▶ **GIVEN ENTRIES**:
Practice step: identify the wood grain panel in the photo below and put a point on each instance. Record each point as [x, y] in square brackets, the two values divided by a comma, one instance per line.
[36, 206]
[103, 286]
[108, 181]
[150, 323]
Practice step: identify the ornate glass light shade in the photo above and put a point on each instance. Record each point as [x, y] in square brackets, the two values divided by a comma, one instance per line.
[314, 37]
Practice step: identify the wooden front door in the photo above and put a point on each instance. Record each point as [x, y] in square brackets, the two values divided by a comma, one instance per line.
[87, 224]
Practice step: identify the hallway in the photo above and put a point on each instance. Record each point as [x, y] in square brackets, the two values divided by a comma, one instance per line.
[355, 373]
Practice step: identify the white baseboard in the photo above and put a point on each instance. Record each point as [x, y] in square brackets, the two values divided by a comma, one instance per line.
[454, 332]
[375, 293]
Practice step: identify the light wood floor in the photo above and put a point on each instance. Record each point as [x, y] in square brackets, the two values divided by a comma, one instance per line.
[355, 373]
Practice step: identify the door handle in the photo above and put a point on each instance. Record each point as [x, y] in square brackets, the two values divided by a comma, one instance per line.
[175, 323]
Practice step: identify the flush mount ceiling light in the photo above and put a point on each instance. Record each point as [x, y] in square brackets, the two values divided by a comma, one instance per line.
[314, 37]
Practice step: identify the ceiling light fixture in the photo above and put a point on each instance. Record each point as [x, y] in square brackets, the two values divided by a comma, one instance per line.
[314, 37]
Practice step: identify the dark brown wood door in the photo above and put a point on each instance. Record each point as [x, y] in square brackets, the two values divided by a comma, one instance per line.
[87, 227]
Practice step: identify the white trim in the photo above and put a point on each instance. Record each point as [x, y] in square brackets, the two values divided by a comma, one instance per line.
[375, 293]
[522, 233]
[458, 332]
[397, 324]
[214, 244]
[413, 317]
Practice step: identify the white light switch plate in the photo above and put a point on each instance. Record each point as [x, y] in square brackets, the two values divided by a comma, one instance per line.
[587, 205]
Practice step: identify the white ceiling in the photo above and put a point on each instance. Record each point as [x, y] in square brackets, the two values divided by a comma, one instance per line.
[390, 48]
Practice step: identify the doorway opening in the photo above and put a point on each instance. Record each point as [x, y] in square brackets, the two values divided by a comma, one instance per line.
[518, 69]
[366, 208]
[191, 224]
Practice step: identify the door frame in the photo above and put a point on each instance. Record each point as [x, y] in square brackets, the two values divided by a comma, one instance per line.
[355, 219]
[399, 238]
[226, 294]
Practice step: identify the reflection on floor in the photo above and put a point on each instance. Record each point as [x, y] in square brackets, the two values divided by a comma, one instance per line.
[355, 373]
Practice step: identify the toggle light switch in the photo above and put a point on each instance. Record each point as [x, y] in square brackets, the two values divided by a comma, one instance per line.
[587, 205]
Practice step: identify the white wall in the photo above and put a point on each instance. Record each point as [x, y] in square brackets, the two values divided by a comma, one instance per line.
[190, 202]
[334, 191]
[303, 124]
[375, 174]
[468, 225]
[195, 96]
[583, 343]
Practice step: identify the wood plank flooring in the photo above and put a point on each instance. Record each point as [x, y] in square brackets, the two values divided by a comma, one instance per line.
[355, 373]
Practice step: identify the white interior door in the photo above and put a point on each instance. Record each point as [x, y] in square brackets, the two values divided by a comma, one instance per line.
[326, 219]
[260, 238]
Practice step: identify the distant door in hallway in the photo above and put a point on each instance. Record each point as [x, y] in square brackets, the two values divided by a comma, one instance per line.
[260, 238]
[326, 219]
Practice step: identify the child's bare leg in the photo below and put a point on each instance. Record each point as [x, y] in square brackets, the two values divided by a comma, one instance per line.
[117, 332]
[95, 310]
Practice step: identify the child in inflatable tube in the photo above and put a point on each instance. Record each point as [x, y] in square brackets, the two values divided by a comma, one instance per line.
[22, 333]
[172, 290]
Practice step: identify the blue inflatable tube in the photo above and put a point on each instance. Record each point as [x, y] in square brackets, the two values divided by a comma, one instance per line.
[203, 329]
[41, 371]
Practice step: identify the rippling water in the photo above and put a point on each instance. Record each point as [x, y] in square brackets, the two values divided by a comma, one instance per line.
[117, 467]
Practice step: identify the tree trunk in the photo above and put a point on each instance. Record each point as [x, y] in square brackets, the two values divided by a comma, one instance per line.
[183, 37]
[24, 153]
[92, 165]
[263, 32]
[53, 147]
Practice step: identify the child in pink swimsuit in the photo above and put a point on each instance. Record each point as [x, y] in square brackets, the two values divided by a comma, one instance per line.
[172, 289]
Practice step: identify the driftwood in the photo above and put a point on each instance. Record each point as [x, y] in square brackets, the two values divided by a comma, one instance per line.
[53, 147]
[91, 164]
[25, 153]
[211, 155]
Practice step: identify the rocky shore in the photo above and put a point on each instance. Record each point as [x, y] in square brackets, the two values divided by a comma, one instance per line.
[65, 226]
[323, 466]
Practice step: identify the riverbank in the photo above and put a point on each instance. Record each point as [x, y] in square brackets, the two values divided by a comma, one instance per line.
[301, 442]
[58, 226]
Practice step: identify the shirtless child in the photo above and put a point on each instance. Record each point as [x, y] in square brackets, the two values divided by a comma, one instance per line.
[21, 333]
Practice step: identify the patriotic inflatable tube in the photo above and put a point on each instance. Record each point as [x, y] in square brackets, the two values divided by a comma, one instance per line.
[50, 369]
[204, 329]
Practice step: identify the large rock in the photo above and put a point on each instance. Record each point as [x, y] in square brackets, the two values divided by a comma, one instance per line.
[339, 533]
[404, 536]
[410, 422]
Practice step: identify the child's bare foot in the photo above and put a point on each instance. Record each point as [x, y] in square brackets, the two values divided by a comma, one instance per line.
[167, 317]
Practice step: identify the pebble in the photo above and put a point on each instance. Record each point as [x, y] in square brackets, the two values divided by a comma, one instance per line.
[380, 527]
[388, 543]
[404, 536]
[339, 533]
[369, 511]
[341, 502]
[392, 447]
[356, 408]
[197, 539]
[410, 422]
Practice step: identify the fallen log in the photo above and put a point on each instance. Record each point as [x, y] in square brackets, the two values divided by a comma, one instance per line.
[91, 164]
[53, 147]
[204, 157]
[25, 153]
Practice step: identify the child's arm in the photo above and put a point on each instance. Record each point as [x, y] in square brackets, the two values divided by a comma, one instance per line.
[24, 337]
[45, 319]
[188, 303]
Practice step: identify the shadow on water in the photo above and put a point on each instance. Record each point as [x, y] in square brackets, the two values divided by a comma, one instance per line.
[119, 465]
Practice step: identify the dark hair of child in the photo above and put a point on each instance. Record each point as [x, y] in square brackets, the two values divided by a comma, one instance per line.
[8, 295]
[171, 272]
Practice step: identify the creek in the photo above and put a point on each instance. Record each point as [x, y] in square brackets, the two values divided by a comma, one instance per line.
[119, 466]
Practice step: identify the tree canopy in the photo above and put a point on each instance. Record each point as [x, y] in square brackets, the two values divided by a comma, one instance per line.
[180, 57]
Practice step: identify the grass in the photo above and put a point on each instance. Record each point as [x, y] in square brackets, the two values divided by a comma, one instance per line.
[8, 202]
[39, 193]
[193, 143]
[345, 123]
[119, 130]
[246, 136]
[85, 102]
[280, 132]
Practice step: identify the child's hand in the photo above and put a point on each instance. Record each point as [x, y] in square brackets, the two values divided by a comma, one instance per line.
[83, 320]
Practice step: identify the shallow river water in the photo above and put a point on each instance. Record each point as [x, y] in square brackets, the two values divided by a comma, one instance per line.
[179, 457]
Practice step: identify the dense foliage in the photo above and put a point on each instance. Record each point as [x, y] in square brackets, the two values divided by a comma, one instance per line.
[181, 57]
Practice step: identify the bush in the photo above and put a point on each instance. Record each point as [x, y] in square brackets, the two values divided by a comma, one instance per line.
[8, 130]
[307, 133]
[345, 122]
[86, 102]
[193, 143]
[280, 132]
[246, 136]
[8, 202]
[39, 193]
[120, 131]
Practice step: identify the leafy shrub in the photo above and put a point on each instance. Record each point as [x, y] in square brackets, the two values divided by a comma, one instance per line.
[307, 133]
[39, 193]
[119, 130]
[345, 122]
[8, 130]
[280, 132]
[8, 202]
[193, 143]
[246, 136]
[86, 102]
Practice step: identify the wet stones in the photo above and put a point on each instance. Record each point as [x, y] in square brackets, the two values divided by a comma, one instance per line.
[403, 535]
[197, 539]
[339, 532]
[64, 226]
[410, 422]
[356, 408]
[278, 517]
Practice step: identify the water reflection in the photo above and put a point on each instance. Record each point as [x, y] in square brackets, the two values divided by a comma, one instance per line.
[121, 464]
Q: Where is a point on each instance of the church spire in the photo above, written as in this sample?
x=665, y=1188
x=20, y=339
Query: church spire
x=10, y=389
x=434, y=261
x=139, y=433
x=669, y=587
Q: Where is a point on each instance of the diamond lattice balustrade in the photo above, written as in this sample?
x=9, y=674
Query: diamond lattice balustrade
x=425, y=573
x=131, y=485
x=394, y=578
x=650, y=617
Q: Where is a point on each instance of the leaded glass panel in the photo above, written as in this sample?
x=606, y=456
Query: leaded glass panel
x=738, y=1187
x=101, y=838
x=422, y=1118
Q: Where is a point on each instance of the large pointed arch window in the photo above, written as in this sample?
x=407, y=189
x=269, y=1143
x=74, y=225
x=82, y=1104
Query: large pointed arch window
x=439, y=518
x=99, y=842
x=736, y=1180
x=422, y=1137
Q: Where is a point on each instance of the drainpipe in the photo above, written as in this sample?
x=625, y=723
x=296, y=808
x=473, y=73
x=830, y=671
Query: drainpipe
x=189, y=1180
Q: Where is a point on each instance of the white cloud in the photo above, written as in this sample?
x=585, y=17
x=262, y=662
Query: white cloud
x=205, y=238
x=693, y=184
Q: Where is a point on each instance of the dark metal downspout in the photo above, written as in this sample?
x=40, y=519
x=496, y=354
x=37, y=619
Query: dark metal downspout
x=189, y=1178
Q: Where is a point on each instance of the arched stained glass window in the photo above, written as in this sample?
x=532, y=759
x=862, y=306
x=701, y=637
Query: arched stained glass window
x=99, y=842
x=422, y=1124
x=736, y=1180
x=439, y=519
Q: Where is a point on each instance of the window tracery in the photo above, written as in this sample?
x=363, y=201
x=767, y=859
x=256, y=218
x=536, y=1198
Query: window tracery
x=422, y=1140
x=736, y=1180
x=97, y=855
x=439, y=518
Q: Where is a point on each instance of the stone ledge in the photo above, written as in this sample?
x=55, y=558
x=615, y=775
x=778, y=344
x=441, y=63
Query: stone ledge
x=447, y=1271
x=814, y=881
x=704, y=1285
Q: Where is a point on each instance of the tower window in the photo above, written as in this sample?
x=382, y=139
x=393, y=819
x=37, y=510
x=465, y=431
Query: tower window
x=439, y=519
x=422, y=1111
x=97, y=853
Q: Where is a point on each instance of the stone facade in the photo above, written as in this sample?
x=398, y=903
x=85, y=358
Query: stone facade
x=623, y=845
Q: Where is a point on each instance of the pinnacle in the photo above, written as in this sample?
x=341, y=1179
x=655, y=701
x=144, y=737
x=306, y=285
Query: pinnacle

▶ **PROBLEM DETAILS**: Set out the listing lines as a Markdown table with the columns Row and Line, starting at the line that contains "Q: Where is a point on each instance of the tower" and ending at the line that contains "x=97, y=853". Number the rows in order and leave out blank lines.

▶ **OUTPUT FOR THIS EXERCISE**:
| Row | Line |
|---|---|
| 1 | Q: Where is a point on each instance of the tower window in the photo above, written as in this sample? |
| 2 | x=382, y=139 |
| 3 | x=393, y=819 |
| 4 | x=37, y=510 |
| 5 | x=465, y=431 |
| 6 | Query: tower window |
| 7 | x=439, y=519 |
| 8 | x=422, y=1111 |
| 9 | x=97, y=853 |